PROBLEM SET -
#1 In the excerpt on assigning columns to processors, what must be done to the coefficient matrix before the elimination tree can be derived?
#2 For each statement below, decide whether it agrees with the excerpt on assigning columns to processors, answering yes or no and quoting the deciding words from the excerpt. (a) The other researchers make it clear whether non-zeroes before or after fill-in are equalized. (b) The scheduling is based on the use of the elimination tree. (c) Rows at the lower right of the matrix become more densely populated than rows at the top left.
#3 List every consequence that the excerpt on assigning columns to processors says would follow if the number of non-zeroes prior to elimination were equalized.

Other researchers [57, 32] assign multiple columns to individual processors in a manner that tries to equalize the number of non-zero elements processed by each processor. It is not clear whether it is the number of non-zeroes before or after fill-in that is equalized. As this scheduling is based on the use of the elimination tree, and the coefficient matrix must be at least symbolically factorised before the tree can be derived, it is reasonable to assume that it is the number of non-zeroes after fill-in which is equalized. If the number of non-zeroes prior to elimination was equalized then the schedule would fail to take account of fill-ins that occur as a result of elimination. As factorisation proceeded the load across the network would become significantly imbalanced. This would be especially true for rows at the lower right of the matrix which become much more densely populated than rows at the top left of the matrix.

GIVEN RECORDS -

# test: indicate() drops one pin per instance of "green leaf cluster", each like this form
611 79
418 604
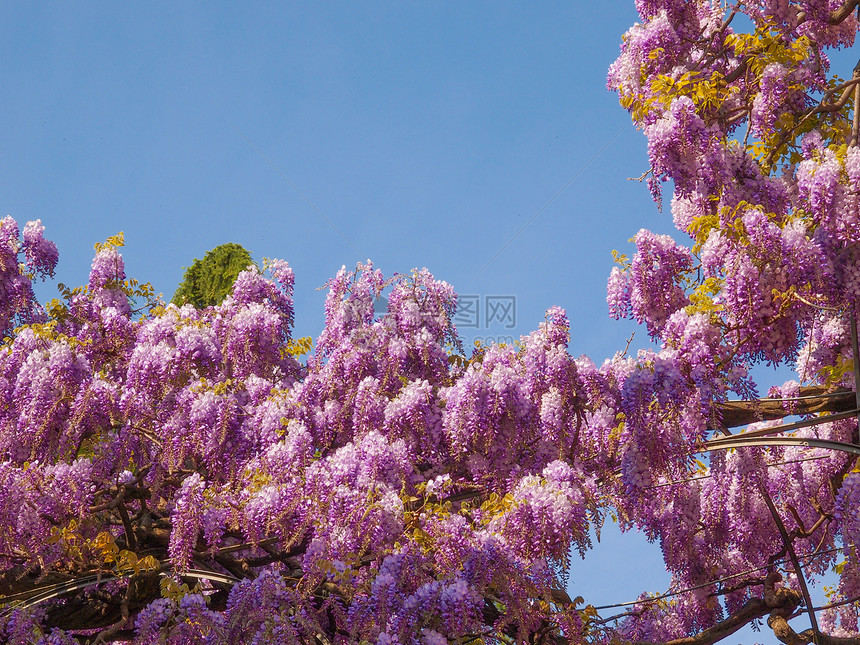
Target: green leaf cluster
208 281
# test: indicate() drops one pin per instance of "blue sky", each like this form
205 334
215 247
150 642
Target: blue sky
415 134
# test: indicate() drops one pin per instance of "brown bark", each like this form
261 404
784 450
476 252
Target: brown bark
812 399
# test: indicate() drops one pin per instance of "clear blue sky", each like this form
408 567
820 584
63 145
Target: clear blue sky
428 134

RESULTS IN ORDER -
#1 It must be at least symbolically factorised.

#2
(a) No: "It is not clear whether it is the number of non-zeroes before or after fill-in that is equalized."
(b) Yes: "As this scheduling is based on the use of the elimination tree"
(c) Yes: "rows at the lower right of the matrix which become much more densely populated than rows at the top left of the matrix"

#3
- The schedule would fail to take account of fill-ins that occur as a result of elimination.
- As factorisation proceeded, the load across the network would become significantly imbalanced.
- The imbalance would be especially true for rows at the lower right of the matrix, which become much more densely populated than rows at the top left.